* Stated goal *
Render the rows below as a Markdown table with the columns "No." and "Text", numbering each line and skipping blank lines. Include only the lines from the one containing "For every instance of the white holster, mark" up to and including the one containing "[[262, 324]]".

%%

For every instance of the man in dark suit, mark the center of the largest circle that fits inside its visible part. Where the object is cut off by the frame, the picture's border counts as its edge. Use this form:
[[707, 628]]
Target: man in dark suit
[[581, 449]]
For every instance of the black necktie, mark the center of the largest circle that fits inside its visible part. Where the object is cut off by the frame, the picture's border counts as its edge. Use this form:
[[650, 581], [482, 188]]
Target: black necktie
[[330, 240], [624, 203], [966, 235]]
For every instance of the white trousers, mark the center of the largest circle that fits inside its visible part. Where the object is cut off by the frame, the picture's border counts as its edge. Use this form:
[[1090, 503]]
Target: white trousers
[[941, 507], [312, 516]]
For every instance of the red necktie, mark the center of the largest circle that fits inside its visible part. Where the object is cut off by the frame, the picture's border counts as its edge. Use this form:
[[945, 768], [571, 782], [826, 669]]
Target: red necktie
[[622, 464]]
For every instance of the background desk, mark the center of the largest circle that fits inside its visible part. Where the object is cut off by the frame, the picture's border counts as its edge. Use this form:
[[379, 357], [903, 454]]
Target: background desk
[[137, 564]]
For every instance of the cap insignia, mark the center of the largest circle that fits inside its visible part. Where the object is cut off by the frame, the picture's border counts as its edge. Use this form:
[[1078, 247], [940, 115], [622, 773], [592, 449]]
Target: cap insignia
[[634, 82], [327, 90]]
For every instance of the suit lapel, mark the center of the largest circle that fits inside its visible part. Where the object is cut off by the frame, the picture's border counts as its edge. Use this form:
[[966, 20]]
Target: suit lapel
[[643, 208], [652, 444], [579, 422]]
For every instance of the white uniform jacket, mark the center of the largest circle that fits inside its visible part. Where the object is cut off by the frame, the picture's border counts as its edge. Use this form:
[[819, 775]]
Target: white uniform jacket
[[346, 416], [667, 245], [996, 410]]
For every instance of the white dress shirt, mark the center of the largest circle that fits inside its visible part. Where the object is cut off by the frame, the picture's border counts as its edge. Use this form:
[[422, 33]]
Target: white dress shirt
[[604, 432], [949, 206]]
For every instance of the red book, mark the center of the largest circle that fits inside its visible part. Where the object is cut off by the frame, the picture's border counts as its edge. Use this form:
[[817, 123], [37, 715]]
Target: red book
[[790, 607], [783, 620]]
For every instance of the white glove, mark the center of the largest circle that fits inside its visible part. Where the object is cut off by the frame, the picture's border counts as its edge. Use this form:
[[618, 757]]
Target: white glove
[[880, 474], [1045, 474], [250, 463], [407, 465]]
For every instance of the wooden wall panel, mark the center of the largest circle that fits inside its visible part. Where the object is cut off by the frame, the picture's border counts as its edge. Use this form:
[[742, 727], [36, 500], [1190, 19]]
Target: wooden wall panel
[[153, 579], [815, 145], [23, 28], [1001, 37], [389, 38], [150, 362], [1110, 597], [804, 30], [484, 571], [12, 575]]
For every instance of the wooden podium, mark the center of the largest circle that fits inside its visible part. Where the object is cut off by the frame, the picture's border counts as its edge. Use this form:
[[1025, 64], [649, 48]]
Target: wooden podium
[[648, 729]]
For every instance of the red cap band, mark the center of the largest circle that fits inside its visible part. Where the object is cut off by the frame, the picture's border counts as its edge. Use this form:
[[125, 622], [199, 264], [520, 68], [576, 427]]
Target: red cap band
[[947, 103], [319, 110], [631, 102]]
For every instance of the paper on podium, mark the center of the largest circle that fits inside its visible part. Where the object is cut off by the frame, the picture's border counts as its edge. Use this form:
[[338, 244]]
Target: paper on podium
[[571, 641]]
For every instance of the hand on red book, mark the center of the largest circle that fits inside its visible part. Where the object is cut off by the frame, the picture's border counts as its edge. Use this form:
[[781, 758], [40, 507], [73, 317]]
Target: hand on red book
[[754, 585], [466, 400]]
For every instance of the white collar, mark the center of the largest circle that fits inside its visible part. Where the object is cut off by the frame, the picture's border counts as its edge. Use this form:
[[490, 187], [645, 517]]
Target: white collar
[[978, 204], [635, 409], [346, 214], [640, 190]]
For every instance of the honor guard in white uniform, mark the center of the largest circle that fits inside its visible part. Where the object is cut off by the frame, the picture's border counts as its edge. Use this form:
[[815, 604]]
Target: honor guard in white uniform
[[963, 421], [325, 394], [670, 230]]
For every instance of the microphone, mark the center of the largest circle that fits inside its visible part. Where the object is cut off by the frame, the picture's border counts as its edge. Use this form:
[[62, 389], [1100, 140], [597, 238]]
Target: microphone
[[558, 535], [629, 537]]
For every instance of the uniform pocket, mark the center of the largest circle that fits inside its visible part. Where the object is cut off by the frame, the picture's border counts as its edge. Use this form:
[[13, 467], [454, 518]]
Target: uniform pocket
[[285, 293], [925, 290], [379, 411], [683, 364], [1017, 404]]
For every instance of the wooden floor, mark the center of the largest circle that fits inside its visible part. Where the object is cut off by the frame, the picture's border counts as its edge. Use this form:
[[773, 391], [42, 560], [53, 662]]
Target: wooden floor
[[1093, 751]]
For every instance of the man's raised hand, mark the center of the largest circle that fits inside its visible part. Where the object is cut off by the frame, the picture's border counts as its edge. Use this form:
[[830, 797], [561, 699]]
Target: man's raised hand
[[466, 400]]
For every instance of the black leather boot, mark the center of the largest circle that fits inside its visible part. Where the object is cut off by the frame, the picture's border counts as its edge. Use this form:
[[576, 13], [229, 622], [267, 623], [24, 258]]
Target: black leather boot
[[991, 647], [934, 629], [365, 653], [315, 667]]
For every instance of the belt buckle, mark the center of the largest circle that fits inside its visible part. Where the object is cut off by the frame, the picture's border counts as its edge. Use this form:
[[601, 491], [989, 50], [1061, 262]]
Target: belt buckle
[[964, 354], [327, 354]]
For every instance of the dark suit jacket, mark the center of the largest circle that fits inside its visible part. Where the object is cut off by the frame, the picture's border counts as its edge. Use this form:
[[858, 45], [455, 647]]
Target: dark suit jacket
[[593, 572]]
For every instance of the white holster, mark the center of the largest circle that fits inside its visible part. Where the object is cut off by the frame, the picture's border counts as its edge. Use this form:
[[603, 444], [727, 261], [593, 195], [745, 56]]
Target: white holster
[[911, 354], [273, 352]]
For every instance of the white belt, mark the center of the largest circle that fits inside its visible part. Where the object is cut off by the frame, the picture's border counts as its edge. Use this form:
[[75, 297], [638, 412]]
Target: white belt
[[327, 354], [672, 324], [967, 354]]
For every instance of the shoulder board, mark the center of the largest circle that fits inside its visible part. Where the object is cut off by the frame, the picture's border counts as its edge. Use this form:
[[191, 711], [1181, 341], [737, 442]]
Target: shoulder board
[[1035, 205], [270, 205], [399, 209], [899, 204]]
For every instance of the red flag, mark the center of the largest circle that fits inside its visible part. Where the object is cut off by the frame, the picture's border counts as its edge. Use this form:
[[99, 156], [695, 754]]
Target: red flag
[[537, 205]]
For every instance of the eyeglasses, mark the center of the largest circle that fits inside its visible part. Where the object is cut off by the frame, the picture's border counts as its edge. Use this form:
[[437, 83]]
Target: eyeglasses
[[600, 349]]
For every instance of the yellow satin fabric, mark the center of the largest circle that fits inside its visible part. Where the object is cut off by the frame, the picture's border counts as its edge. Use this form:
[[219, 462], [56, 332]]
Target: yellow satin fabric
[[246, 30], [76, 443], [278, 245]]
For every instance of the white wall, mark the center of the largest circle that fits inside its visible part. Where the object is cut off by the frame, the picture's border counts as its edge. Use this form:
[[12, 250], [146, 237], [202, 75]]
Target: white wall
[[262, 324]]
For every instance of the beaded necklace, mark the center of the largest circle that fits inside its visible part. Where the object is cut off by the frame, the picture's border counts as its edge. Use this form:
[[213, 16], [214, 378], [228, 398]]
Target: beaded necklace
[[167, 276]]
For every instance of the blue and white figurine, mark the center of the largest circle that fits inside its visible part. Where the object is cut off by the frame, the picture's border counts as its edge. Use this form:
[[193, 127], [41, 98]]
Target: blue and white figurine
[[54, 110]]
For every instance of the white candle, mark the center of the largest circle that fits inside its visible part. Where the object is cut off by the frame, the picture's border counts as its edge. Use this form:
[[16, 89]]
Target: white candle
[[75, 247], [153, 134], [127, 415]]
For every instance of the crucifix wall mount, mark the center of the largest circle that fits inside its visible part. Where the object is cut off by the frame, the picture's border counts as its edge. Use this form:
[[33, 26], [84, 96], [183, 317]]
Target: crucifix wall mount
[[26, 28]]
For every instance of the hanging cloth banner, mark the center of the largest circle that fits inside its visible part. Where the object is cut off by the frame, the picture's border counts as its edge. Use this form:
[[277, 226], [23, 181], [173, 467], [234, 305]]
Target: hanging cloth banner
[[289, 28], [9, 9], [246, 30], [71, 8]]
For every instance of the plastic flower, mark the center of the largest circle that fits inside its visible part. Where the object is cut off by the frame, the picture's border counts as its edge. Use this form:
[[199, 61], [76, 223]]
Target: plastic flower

%%

* Written answer *
| No. | Text |
|---|---|
| 1 | For every instance of the white holster, mark the center of the largest circle that fits inside its visible part. Where the object is cut off by the frame, the picture's border counts as its edge. Use this form: |
| 2 | [[603, 444], [727, 261], [593, 195], [745, 56]] |
| 3 | Target: white holster |
| 4 | [[911, 354], [273, 352]] |
| 5 | For every instance of the white belt, mark the center of the largest circle that fits inside its visible part. Where the object is cut off by the frame, the picture's border counts as its edge. Use this form: |
| 6 | [[75, 297], [638, 412]] |
| 7 | Target: white belt |
| 8 | [[327, 354], [672, 324], [967, 354]] |
| 9 | For every instance of the shoulder board, mark the center of the largest circle that fits inside its visible part. Where the object is cut off by the frame, the picture's border counts as its edge. Use this form: |
| 10 | [[191, 711], [1181, 341], [737, 442]] |
| 11 | Target: shoulder board |
| 12 | [[1035, 205], [270, 205], [399, 209], [899, 204]] |
| 13 | For every instance of the red flag, mark the center of the largest circle that fits inside its visible part. Where the object is cut off by the frame, the picture's border counts as its edge. Use this form: |
| 14 | [[99, 156], [695, 754]] |
| 15 | Target: red flag |
| 16 | [[537, 205]] |
| 17 | For every instance of the eyeglasses, mark the center of the largest circle that fits inside its visible part. Where the object is cut off by the frame, the picture's border counts as its edge. Use this form: |
| 18 | [[437, 83]] |
| 19 | Target: eyeglasses |
| 20 | [[600, 349]] |
| 21 | For every instance of the yellow satin fabric, mark the center of the largest circle that fits inside its visible part. Where the object is cut off by the frame, the picture's border counts as its edge. Use this form: |
| 22 | [[219, 462], [56, 332]] |
| 23 | Target: yellow satin fabric |
| 24 | [[246, 30], [76, 443], [278, 245]] |
| 25 | For every instance of the white wall, mark the center of the largest circle that fits inside its visible part. Where the object is cut off by the frame, the picture's border counts as its edge. Use this form: |
| 26 | [[12, 250], [146, 237], [202, 75]] |
| 27 | Target: white wall |
| 28 | [[262, 324]] |